-- EXERCISE PROMPT --
Reproduce every line of the data below word for word.

-- ENTRIES --
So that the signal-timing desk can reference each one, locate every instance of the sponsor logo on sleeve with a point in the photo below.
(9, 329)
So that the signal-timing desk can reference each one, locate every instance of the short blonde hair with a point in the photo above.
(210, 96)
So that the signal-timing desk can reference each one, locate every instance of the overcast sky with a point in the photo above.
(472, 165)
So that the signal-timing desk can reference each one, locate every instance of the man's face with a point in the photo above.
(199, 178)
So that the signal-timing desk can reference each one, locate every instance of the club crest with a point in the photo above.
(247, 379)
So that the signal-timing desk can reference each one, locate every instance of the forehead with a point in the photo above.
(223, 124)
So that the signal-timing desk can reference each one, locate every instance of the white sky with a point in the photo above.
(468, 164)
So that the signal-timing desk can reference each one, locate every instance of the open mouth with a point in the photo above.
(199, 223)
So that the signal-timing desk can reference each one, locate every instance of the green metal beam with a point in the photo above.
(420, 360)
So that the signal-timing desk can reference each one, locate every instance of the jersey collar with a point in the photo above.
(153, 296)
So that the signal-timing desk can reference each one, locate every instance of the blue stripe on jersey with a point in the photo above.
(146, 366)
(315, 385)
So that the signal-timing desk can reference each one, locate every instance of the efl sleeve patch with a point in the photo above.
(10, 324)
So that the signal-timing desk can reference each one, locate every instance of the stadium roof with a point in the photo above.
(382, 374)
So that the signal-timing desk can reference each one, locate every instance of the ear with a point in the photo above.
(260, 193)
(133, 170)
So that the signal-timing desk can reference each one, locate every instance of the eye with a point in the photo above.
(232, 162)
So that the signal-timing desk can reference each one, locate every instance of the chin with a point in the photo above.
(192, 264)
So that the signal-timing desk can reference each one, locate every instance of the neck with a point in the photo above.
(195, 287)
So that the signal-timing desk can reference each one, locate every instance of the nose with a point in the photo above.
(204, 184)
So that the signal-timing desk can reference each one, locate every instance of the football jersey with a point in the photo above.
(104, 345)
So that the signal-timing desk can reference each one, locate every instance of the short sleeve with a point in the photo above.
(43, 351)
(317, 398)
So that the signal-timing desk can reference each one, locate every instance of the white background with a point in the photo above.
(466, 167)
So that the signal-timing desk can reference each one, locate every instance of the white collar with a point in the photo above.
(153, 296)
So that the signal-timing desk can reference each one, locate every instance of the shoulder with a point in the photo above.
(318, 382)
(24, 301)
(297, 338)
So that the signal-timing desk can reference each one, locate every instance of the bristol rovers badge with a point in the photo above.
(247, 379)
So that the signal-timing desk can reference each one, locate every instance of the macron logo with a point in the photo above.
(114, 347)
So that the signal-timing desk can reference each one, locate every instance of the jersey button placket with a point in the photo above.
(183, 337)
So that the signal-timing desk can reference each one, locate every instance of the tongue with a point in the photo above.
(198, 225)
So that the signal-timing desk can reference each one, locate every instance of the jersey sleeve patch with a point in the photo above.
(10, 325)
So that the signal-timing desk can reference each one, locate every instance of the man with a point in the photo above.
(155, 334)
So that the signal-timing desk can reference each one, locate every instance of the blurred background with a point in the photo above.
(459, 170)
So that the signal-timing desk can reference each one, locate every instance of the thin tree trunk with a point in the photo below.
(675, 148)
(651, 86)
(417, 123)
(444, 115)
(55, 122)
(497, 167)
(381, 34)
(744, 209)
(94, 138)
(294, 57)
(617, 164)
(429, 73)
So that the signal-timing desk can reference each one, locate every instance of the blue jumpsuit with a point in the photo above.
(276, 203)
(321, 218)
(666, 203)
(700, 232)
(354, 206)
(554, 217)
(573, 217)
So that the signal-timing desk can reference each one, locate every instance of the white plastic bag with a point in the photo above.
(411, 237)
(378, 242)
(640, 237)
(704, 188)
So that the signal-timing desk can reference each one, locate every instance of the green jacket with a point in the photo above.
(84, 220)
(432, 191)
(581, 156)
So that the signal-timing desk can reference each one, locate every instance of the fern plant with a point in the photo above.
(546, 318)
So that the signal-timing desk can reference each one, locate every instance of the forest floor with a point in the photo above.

-- ANSWER --
So that the signal-timing desk can reference each one, locate every instance of the sponsor logo on sleeve with a point in the photo below.
(9, 329)
So that the signal-timing desk can reference each one, locate every instance of the short blonde hair with a point in the photo above.
(210, 96)
So that the signal-timing desk can reference each one, locate every instance of the overcast sky with a point in the photo above.
(472, 165)
So that the signal-timing desk can reference each one, locate every instance of the man's face with a point in the photo above.
(199, 178)
So that the signal-timing desk can reference each one, locate every instance of the club crest with a point in the photo above.
(247, 379)
So that the signal-timing desk can reference each one, locate every instance of the forehead with a point in the photo above.
(223, 124)
So that the signal-timing desk can reference each one, locate every instance of the white sky with a point in the photo above.
(468, 164)
So that the signal-timing desk can reference each one, locate every instance of the open mouth with a point in the photo above.
(199, 223)
So that the signal-timing desk can reference each one, locate every instance of the green metal beam with a point in the photo above.
(420, 360)
So that the signal-timing desk can reference each one, locate every instance of the jersey collar with a point in the photo above.
(153, 296)
So that the signal-timing desk can reference each one, locate every instance of the blue stripe on jersey with a point in the photo above.
(146, 366)
(315, 385)
So that the signal-timing desk can reference each one, locate every instance of the efl sleeve patch with a point in the photo above.
(10, 324)
So that the signal-timing desk can reference each one, locate every instance of the stadium roof with a point in the photo above.
(382, 374)
So that the signal-timing desk can reference each one, locate every instance of the ear with a point in the photo above.
(260, 193)
(133, 170)
So that the signal-timing desk can reference each one, locate every instance of the eye with a point in the photo above.
(232, 162)
So that the signal-timing desk can reference each one, locate every instance of the chin with a point in the photo above.
(192, 264)
So that the signal-timing desk can reference each one, locate every instance of the neck with a point in the photo above.
(195, 287)
So that the signal-timing desk can reference each one, locate every instance of the nose with a point in the photo above.
(204, 184)
So that the signal-timing desk can reference each one, locate every instance of the football jersey with a point in the photo above.
(104, 345)
So that the signal-timing desk can reference each one, locate every instance of the short sleeve with a point in the photo above.
(43, 351)
(317, 398)
So that the signal-timing desk can reference each one, locate every instance of the white background with a point in the photo above.
(466, 167)
So that the signal-timing desk can reference each one, locate every instance of the white collar with a point in the photo above.
(153, 296)
So that the signal-timing desk can reference each one, locate every instance of the shoulder with a point in the photo above.
(318, 382)
(24, 301)
(297, 338)
So that the signal-timing desk can reference each one, locate every instance of the bristol rovers badge with a point in the photo above.
(247, 379)
So that the signal-timing desk can reference each one, locate every instance of the macron logo with a point in the photo above.
(114, 347)
So that the signal-timing desk can reference each one, locate every instance of the jersey button placket with a point in the photo above.
(183, 337)
So that the signal-timing desk can reference each one, locate every instance of the tongue with a point in the photo above.
(198, 225)
So that the signal-timing desk can reference each one, locate every instance of the jersey sleeve patch with a point in the photo above.
(10, 325)
So that the signal-timing desk can reference each one, locate every instance of the man with a point in the photo above.
(155, 334)
So that the signal-timing desk can reference each one, locate every instance of the blurred background with a point in the photo above.
(459, 170)
So that the signal-timing desk can reference each one, locate every instance of the thin tree trunk with a point in the photo below.
(675, 148)
(651, 86)
(417, 123)
(444, 115)
(55, 122)
(497, 167)
(381, 34)
(744, 209)
(94, 138)
(294, 57)
(617, 164)
(429, 73)
So that the signal-timing desk can reference each one, locate every instance of the blue jumpsuit with a point in the photo above.
(276, 203)
(321, 218)
(666, 203)
(700, 232)
(354, 206)
(554, 217)
(573, 217)
So that the signal-timing desk can reference each one, locate every instance of the white plastic bag with a point in the photo above.
(411, 237)
(378, 242)
(640, 237)
(704, 188)
So that the signal-timing desk can reference each one, locate every instance of the green jacket with a point in the photo above.
(84, 220)
(432, 191)
(581, 156)
So that the signal-timing desk can reference each one, locate every instance of the fern plant with a point in the photo above.
(546, 318)
So that the signal-timing desk can reference each one, locate every instance of the forest floor with a point in the photo above.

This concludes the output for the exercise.